#### Instruction a:
Rewrite the entries from their first line through the line containing "left=125, top=0, right=131, bottom=44", changing only the box coordinates and leaving every other line as it stands. Shift each box coordinate by -81.

#### Text:
--------------------
Press Release

Schumer, Gillibrand Announce Dozens of Counties in Upstate NY Eligible for Disaster Funding After this Year’s Drought-Damaged Crops Across the State

Oct 24, 2012

Today, U.S. Senators Charles E. Schumer and Kirsten Gillibrand announced that the U.S. Department of Agriculture (USDA) has designated 29 counties in Upstate New York as “primary natural disaster areas” and 21 “contiguous counties” that will be eligible for critical Farm Service Agency (FSA) loan assistance after the drought that decimated crops throughout the state starting in June. As damage assessments were completed throughout the state after the May freeze, Schumer and Gillibrand worked with Agriculture Secretary Tom Vilsack to put resources in place to assist farmers who lost crops during the freeze. As was the case after the freeze, this emergency declaration for counties with severe crop damage would make farmers in those counties eligible for emergency disaster loans to mitigate the cash flow problems that occur after crops are lost due to inclement weather. Due to the damage to farms across the state, Schumer and Gillibrand applaud the USDA’s swift implementation of the state’s request for an emergency declaration to make aid available to impacted farmers as soon as possible.

“After Upstate New York weathered a severe drought this summer, the federal government heeded my call to not leave our farmers high-and-dry when they granted 50 counties access to disaster funding,” said Schumer. “I applaud the U.S. Department of Agriculture for swiftly assessing the damage to crops throughout the state following the drought, and coming through with disaster designation when our farmers needed it most. Whenever a disaster strikes and hurts agriculture businesses in Upstate New York, I will continue to work with the federal government to ensure our famers have all the tools they need for healthy crop production.”

“For New York State’s economy to grow, we need our farms to thrive,” Senator Gillibrand said. “Still recovering from last year’s back-to-back natural disasters and a late spring frost, the summer’s drought was just the latest drain on our farms’ productivity. America has always stood by those who are suffering and helped them to rebuild. These disaster declarations will open the door the assistance our farms need so they can get back to business, and keep our agricultural industry on the move.”

This disaster designation makes farm operators in both primary and contiguous counties throughout Upstate New York eligible for assistance from the FSA provided eligibility requirements are met. This assistance includes FSA emergency loans. Farmers eligible in one of the 50 eligible counties have eight months from the date of a Secretarial disaster declaration to apply for emergency loan assistance. FSA will consider each emergency loan application on its own merits, taking into account the extent of production losses, security available, and repayment ability.
--------------------
#### Entries shown:
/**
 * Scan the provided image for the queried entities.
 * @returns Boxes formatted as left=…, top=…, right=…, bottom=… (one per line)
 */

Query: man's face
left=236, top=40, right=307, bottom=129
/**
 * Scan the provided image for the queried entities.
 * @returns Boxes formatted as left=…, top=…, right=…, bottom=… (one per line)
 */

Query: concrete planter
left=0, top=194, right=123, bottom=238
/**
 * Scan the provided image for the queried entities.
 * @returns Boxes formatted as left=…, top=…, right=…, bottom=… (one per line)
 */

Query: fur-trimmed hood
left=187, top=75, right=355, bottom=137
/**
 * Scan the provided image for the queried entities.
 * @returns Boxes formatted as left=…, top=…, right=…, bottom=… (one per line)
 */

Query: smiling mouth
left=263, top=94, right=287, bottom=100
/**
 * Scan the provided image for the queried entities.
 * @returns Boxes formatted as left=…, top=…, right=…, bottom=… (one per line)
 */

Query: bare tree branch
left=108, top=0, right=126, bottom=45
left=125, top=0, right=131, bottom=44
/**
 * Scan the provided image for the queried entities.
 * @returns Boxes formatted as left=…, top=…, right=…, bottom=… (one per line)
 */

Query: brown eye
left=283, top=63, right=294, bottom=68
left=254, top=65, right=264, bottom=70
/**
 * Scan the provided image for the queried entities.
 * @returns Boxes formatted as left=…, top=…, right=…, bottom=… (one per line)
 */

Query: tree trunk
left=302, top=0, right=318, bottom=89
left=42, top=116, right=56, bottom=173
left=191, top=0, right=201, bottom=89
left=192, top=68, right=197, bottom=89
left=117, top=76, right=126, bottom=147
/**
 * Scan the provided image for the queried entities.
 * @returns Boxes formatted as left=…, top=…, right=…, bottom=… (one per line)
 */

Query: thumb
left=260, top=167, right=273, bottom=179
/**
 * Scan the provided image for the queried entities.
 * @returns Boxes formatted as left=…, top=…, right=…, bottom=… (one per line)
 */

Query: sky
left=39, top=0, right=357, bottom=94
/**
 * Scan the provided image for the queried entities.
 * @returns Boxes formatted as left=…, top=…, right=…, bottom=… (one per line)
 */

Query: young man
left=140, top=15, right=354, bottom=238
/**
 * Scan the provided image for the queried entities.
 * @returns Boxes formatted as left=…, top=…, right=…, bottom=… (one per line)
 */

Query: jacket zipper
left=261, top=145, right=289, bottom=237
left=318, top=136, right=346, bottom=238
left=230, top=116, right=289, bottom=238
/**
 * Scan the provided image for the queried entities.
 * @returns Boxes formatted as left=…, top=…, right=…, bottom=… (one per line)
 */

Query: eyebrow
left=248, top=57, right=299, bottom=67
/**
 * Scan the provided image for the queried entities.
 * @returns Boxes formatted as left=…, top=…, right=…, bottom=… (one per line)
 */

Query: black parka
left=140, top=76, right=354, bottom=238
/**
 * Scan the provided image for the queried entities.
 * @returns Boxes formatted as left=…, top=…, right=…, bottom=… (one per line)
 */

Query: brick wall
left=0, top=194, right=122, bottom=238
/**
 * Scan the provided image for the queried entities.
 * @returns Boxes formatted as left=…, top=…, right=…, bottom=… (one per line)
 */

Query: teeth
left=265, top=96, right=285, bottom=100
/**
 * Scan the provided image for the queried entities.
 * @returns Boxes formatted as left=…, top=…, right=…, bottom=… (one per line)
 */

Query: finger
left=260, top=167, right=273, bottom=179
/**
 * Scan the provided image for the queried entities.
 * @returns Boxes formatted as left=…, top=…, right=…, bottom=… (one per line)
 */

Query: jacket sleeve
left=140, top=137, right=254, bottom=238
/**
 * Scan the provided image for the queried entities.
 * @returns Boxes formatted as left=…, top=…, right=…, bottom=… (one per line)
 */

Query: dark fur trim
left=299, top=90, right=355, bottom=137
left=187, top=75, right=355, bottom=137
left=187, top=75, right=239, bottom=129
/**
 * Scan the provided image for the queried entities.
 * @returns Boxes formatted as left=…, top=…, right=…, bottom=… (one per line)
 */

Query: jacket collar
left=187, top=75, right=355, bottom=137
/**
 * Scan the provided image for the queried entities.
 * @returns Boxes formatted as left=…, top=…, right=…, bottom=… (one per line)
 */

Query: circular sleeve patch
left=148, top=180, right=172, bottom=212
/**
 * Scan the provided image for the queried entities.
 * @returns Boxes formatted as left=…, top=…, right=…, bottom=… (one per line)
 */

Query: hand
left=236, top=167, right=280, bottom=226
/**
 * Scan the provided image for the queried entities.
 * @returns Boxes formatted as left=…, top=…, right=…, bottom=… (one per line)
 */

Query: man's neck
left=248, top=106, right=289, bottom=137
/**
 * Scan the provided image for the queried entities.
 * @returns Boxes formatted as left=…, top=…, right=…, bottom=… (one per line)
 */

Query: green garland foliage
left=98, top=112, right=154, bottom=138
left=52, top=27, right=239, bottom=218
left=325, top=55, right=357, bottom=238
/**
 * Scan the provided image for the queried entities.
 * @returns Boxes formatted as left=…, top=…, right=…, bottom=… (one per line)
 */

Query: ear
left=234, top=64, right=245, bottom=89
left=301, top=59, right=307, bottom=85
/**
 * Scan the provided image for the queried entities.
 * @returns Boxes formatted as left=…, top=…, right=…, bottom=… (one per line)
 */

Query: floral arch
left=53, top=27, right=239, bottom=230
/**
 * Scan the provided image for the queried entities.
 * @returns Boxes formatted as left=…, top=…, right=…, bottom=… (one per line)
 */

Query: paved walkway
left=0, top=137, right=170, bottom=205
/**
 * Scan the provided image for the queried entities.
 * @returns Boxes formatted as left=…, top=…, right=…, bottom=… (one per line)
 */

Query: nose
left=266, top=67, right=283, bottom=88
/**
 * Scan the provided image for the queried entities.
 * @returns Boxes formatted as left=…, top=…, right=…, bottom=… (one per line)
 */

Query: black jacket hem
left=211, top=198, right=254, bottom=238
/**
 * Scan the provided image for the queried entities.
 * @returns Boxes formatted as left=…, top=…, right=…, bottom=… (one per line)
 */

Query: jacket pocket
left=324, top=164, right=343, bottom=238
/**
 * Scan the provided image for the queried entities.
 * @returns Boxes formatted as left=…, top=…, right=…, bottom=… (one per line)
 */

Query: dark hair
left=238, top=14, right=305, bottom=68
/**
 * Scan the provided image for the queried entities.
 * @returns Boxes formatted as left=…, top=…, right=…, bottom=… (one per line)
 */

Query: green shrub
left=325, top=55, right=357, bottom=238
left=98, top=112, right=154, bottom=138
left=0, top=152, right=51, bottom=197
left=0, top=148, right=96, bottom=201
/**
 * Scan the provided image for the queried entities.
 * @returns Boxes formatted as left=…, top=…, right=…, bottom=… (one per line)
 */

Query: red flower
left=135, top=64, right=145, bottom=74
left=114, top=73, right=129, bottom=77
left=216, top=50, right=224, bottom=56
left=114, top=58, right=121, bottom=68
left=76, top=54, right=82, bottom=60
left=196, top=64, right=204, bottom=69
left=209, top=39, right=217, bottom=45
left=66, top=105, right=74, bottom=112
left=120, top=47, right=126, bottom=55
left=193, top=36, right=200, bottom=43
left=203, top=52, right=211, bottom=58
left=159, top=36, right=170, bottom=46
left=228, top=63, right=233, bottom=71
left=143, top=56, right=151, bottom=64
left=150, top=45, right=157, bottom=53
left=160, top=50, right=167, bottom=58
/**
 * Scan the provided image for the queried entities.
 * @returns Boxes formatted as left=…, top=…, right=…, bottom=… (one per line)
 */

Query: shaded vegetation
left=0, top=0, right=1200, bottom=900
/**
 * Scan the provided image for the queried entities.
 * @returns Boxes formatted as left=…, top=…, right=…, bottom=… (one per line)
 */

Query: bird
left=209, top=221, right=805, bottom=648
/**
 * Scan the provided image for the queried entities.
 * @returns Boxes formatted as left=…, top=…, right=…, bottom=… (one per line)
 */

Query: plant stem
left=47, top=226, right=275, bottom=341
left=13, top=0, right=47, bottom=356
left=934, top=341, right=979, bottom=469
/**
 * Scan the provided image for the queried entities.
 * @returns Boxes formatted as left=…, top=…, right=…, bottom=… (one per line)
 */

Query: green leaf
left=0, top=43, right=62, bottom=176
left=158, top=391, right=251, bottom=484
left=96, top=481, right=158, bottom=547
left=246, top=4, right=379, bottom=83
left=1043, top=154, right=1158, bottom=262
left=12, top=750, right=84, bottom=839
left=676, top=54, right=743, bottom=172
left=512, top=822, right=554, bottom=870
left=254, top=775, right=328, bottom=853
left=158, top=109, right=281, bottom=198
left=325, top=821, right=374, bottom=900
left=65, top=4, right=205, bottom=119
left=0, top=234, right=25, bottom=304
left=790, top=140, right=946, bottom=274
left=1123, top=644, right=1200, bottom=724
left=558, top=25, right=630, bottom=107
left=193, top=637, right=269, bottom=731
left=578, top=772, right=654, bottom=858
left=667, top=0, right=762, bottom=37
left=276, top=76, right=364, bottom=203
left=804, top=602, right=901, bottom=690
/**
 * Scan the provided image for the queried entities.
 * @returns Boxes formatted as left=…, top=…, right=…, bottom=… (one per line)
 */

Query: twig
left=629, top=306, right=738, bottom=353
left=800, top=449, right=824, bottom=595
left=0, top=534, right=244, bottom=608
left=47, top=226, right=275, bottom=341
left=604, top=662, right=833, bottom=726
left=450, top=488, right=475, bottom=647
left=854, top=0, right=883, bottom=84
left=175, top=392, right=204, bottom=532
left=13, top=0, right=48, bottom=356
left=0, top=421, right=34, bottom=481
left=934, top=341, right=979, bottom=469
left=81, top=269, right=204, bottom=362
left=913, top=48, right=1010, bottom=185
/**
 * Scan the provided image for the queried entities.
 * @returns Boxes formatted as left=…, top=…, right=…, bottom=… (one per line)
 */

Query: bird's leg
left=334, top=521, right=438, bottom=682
--------------------
#### Instruction b:
Quote the drought disaster press release verbatim from "This disaster designation" to "and repayment ability.".

#### Full solution a:
/**
 * Scan the provided image for the queried entities.
 * @returns Boxes formatted as left=…, top=…, right=…, bottom=… (one per line)
 */

Query: man's face
left=155, top=-41, right=226, bottom=48
/**
 * Scan the provided image for the queried entities.
 * @returns Boxes formatted as left=…, top=…, right=…, bottom=… (one per line)
 */

Query: concrete planter
left=-81, top=113, right=42, bottom=157
/**
 * Scan the provided image for the queried entities.
 * @returns Boxes formatted as left=…, top=…, right=…, bottom=… (one per line)
 */

Query: fur-trimmed hood
left=106, top=-6, right=274, bottom=56
/**
 * Scan the provided image for the queried entities.
 * @returns Boxes formatted as left=…, top=…, right=…, bottom=… (one per line)
 */

Query: smiling mouth
left=182, top=13, right=206, bottom=19
/**
 * Scan the provided image for the queried entities.
 * @returns Boxes formatted as left=…, top=…, right=…, bottom=… (one per line)
 */

Query: bare tree branch
left=27, top=-81, right=45, bottom=-36
left=44, top=-81, right=50, bottom=-37

#### Full solution b:
This disaster designation makes farm operators in both primary and contiguous counties throughout Upstate New York eligible for assistance from the FSA provided eligibility requirements are met. This assistance includes FSA emergency loans. Farmers eligible in one of the 50 eligible counties have eight months from the date of a Secretarial disaster declaration to apply for emergency loan assistance. FSA will consider each emergency loan application on its own merits, taking into account the extent of production losses, security available, and repayment ability.